### READING PASSAGE ###

III: Crossing the Adige River

III: Crossing the Adige River

(i)

The Allied armies had crossed the River Po and were about to split the German forces in two. On Fifth Army's front a rapid advance brought 88 Division of 2 US Corps to the outskirts of Verona, which was in American hands by daybreak on 26 April; 10 Mountain Division of 4 US Corps pressed on between Verona and Lake Garda to close the roads to the Brenner Pass. The plan for the completion of the offensive was for Eighth Army to cross the Adige River and breach the Venetian Line, capture Padua and advance on the port of Trieste in north-east Italy, and for Fifth Army to assist the Eighth in the capture of Padua if necessary, close the escape routes into Germany by way of the Brenner Pass and Corno (west of Lake Garda), and destroy the enemy remaining in north-west Italy.

###

SHORT PROBLEM A ▸
Translate the following sentence from the passage on crossing the Adige River into French: "The Allied armies had crossed the River Po and were about to split the German forces in two."

### THE DATA ###

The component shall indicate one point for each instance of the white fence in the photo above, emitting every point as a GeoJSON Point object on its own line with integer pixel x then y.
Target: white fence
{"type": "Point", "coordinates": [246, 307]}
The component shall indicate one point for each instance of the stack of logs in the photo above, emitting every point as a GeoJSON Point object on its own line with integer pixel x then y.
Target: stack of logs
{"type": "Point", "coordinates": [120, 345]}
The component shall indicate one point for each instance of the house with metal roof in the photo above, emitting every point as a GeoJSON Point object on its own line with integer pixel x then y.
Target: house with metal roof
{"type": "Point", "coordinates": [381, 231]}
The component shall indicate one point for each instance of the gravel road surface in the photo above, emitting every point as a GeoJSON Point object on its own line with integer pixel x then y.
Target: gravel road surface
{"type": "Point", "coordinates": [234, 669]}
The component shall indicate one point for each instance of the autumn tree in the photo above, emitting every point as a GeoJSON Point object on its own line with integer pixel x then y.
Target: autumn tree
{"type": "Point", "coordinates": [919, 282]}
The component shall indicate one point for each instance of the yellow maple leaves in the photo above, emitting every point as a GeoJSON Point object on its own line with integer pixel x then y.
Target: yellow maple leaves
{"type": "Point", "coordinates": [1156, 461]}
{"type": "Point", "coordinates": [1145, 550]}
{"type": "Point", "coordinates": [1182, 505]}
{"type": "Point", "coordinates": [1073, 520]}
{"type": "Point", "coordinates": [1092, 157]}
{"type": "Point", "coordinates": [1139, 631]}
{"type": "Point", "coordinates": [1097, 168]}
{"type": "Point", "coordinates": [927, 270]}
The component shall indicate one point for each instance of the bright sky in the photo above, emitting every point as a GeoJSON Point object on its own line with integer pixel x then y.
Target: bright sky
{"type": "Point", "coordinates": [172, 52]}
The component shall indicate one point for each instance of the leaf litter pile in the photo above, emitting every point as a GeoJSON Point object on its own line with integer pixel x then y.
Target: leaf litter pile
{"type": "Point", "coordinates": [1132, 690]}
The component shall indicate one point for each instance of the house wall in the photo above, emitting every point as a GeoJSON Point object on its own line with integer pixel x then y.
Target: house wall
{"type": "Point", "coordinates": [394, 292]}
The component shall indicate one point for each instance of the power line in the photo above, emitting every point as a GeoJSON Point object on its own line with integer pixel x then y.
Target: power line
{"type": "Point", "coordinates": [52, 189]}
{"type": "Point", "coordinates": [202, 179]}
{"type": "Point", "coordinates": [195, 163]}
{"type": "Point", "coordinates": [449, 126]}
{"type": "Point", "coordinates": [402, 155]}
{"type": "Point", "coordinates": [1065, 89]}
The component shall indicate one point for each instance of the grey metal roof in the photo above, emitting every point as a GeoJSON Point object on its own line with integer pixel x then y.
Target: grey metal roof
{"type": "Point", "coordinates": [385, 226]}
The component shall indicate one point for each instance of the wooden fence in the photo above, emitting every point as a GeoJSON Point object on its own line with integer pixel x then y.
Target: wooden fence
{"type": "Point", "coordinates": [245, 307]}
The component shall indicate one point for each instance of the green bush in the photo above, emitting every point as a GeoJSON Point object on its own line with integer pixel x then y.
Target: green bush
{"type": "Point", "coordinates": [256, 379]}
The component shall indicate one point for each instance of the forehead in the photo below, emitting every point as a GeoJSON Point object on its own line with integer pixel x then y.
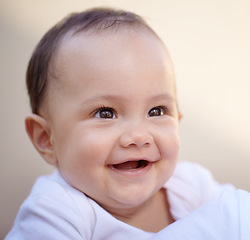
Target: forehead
{"type": "Point", "coordinates": [90, 49]}
{"type": "Point", "coordinates": [112, 57]}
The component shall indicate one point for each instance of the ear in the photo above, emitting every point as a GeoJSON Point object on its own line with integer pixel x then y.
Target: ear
{"type": "Point", "coordinates": [40, 135]}
{"type": "Point", "coordinates": [180, 116]}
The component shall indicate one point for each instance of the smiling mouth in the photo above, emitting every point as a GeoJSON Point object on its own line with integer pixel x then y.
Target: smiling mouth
{"type": "Point", "coordinates": [131, 165]}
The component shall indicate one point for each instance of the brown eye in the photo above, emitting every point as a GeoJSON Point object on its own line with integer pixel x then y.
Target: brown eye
{"type": "Point", "coordinates": [156, 111]}
{"type": "Point", "coordinates": [105, 113]}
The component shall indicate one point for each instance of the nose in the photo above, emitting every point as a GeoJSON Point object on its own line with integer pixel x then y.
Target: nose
{"type": "Point", "coordinates": [137, 136]}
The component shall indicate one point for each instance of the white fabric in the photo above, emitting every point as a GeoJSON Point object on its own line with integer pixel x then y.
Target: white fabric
{"type": "Point", "coordinates": [55, 210]}
{"type": "Point", "coordinates": [227, 218]}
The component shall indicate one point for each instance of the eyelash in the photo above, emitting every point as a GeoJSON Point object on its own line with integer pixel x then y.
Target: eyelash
{"type": "Point", "coordinates": [164, 110]}
{"type": "Point", "coordinates": [111, 113]}
{"type": "Point", "coordinates": [103, 108]}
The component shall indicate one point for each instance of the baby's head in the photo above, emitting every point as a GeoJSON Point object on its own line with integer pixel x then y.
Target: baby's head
{"type": "Point", "coordinates": [105, 113]}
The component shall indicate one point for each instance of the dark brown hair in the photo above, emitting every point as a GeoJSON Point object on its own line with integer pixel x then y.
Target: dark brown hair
{"type": "Point", "coordinates": [91, 20]}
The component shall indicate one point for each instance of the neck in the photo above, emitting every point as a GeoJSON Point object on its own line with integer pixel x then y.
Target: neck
{"type": "Point", "coordinates": [152, 216]}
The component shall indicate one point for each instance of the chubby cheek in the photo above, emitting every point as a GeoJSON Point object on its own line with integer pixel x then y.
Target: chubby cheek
{"type": "Point", "coordinates": [82, 158]}
{"type": "Point", "coordinates": [168, 144]}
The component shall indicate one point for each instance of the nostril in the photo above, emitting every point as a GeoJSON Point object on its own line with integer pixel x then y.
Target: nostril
{"type": "Point", "coordinates": [136, 140]}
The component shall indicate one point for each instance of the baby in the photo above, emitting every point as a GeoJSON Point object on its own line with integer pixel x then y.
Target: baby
{"type": "Point", "coordinates": [105, 114]}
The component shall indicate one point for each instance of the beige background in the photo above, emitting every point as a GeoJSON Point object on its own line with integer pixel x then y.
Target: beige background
{"type": "Point", "coordinates": [210, 45]}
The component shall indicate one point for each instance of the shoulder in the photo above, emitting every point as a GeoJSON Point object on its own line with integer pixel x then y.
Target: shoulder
{"type": "Point", "coordinates": [54, 210]}
{"type": "Point", "coordinates": [191, 186]}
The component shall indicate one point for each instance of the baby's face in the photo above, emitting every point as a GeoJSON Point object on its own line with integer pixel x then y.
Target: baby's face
{"type": "Point", "coordinates": [114, 117]}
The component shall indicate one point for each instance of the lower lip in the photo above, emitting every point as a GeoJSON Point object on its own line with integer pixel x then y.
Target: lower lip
{"type": "Point", "coordinates": [137, 172]}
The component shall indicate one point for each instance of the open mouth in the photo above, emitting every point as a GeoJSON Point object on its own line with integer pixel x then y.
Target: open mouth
{"type": "Point", "coordinates": [131, 165]}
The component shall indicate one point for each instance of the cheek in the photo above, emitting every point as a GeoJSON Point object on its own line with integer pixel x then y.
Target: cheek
{"type": "Point", "coordinates": [168, 142]}
{"type": "Point", "coordinates": [82, 155]}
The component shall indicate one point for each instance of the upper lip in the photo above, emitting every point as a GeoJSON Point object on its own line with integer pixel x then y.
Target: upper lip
{"type": "Point", "coordinates": [132, 159]}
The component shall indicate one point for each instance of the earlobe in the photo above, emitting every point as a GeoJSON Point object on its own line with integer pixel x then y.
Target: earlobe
{"type": "Point", "coordinates": [39, 133]}
{"type": "Point", "coordinates": [180, 116]}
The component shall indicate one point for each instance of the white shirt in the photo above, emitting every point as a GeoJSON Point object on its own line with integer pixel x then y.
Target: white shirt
{"type": "Point", "coordinates": [55, 210]}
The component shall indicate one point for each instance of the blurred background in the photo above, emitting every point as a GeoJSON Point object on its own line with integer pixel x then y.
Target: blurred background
{"type": "Point", "coordinates": [209, 42]}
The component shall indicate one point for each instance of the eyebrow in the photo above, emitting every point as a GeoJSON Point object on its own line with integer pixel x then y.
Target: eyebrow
{"type": "Point", "coordinates": [163, 96]}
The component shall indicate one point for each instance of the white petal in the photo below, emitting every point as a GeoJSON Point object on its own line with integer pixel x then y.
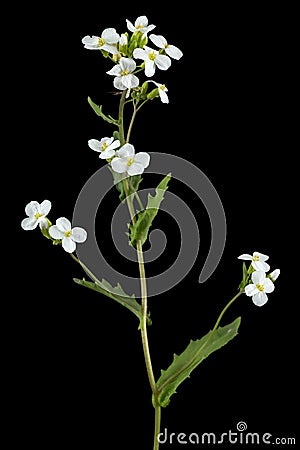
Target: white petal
{"type": "Point", "coordinates": [174, 52]}
{"type": "Point", "coordinates": [110, 36]}
{"type": "Point", "coordinates": [126, 151]}
{"type": "Point", "coordinates": [95, 145]}
{"type": "Point", "coordinates": [149, 68]}
{"type": "Point", "coordinates": [250, 290]}
{"type": "Point", "coordinates": [163, 62]}
{"type": "Point", "coordinates": [258, 277]}
{"type": "Point", "coordinates": [90, 41]}
{"type": "Point", "coordinates": [45, 207]}
{"type": "Point", "coordinates": [139, 53]}
{"type": "Point", "coordinates": [142, 158]}
{"type": "Point", "coordinates": [30, 223]}
{"type": "Point", "coordinates": [113, 144]}
{"type": "Point", "coordinates": [141, 21]}
{"type": "Point", "coordinates": [163, 95]}
{"type": "Point", "coordinates": [119, 165]}
{"type": "Point", "coordinates": [110, 49]}
{"type": "Point", "coordinates": [128, 64]}
{"type": "Point", "coordinates": [268, 286]}
{"type": "Point", "coordinates": [275, 274]}
{"type": "Point", "coordinates": [118, 83]}
{"type": "Point", "coordinates": [107, 154]}
{"type": "Point", "coordinates": [261, 256]}
{"type": "Point", "coordinates": [55, 232]}
{"type": "Point", "coordinates": [116, 70]}
{"type": "Point", "coordinates": [79, 234]}
{"type": "Point", "coordinates": [68, 245]}
{"type": "Point", "coordinates": [260, 299]}
{"type": "Point", "coordinates": [158, 40]}
{"type": "Point", "coordinates": [135, 169]}
{"type": "Point", "coordinates": [130, 81]}
{"type": "Point", "coordinates": [32, 208]}
{"type": "Point", "coordinates": [246, 257]}
{"type": "Point", "coordinates": [261, 265]}
{"type": "Point", "coordinates": [130, 26]}
{"type": "Point", "coordinates": [63, 224]}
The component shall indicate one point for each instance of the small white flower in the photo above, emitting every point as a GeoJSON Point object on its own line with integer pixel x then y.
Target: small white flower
{"type": "Point", "coordinates": [141, 24]}
{"type": "Point", "coordinates": [69, 236]}
{"type": "Point", "coordinates": [36, 213]}
{"type": "Point", "coordinates": [106, 147]}
{"type": "Point", "coordinates": [274, 275]}
{"type": "Point", "coordinates": [258, 261]}
{"type": "Point", "coordinates": [260, 288]}
{"type": "Point", "coordinates": [124, 79]}
{"type": "Point", "coordinates": [162, 91]}
{"type": "Point", "coordinates": [127, 161]}
{"type": "Point", "coordinates": [106, 42]}
{"type": "Point", "coordinates": [123, 39]}
{"type": "Point", "coordinates": [152, 58]}
{"type": "Point", "coordinates": [170, 50]}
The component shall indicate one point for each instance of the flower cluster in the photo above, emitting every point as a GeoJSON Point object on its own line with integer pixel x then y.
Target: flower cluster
{"type": "Point", "coordinates": [61, 233]}
{"type": "Point", "coordinates": [261, 284]}
{"type": "Point", "coordinates": [124, 49]}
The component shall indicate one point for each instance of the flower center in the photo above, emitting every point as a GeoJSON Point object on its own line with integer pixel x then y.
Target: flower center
{"type": "Point", "coordinates": [101, 42]}
{"type": "Point", "coordinates": [130, 162]}
{"type": "Point", "coordinates": [260, 287]}
{"type": "Point", "coordinates": [152, 56]}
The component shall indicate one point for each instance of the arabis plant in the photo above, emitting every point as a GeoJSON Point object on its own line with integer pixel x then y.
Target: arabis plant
{"type": "Point", "coordinates": [132, 62]}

###

SHORT PROBLEM B ▸
Locate each line of the records that contains the string "yellow", and reproduce every such line in full.

COMPLETE OUTPUT A ▸
Les armées alliées avaient franchi le Pô et s'apprêtaient à couper les forces allemandes en deux.

COMPLETE OUTPUT B ▸
The component shall indicate one point for each instance of the yellow maple leaves in the photo above, emitting every point as a GeoJSON Point object on its own line with integer pixel x then y.
Target: yellow maple leaves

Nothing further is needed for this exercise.